[[THIRD EDIT: Thanks so much for all of the questions and comments! There are still a few more I'd like to respond to, so I may circle back to them a bit later, but, due to time constraints, I'm otherwise finished up for now. Any further comments or replies to anything I've written are also still be appreciated!]]
Hi!
I'm Ben Garfinkel, a researcher at the Future of Humanity Institute. I've worked on a mixture of topics in AI governance and in the somewhat nebulous area FHI calls "macrostrategy", including: the long-termist case for prioritizing work on AI, plausible near-term security issues associated with AI, surveillance and privacy issues, the balance between offense and defense, and the obvious impossibility of building machines that are larger than humans.
80,000 Hours recently released a long interview I recorded with Howie Lempel, about a year ago, where we walked through various long-termist arguments for prioritizing work on AI safety and AI governance relative to other cause areas. The longest and probably most interesting stretch explains why I no longer find the central argument in Superintelligence, and in related writing, very compelling. At the same time, I do continue to regard AI safety and AI governance as high-priority research areas.
(These two slide decks, which were linked in the show notes, give more condensed versions of my views: "Potential Existential Risks from Artificial Intelligence" and "Unpacking Classic Arguments for AI Risk." This piece of draft writing instead gives a less condensed version of my views on classic "fast takeoff" arguments.)
Although I'm most interested in questions related to AI risk and cause prioritization, feel free to ask me anything. I'm likely to eventually answer most questions that people post this week, on an as-yet-unspecified schedule. You should also feel free just to use this post as a place to talk about the podcast episode: there was a thread a few days ago suggesting this might be useful.
From the podcast transcript:
I continue to have a lot of uncertainty about how likely it is that AI development will look like "there’s this separate project of trying to figure out what goals to give these AI systems" vs a development process where capability and goals are necessarily connected. (I didn't find your arguments in favor of the latter very persuasive.) For example it seems GPT-3 can be seen as more like the former than the latter. (See this thread for background on this.)

**ASSIGNMENT**
Answer these from the forum post:
1. At which institute is Ben Garfinkel a researcher?
2. With whom did he record the long interview that 80,000 Hours released?
3. Which AI system is named in the forum post's last paragraph?
The lines that come after this have no connection to the forum post.

**RAW DATA**

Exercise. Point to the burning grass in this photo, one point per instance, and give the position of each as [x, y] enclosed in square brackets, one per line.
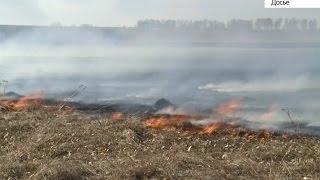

**TASK SOLUTION**
1. The Future of Humanity Institute
2. Howie Lempel
3. GPT-3